**Written instruction:** Please copy the lines below with "small green leaf" renamed to "tiny green leaf", keeping everything else the same and leaving out the pictures.

[Image point annotation entries]
## start

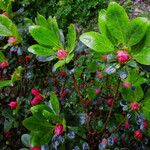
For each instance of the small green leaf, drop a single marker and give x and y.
(71, 38)
(35, 124)
(117, 21)
(136, 30)
(40, 20)
(43, 36)
(143, 57)
(40, 50)
(97, 42)
(54, 103)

## end

**Output of the task:**
For each instance of the tiny green leaf, drop a single marker and give x and y.
(71, 38)
(35, 124)
(117, 21)
(136, 30)
(40, 20)
(43, 36)
(143, 57)
(40, 50)
(97, 42)
(54, 103)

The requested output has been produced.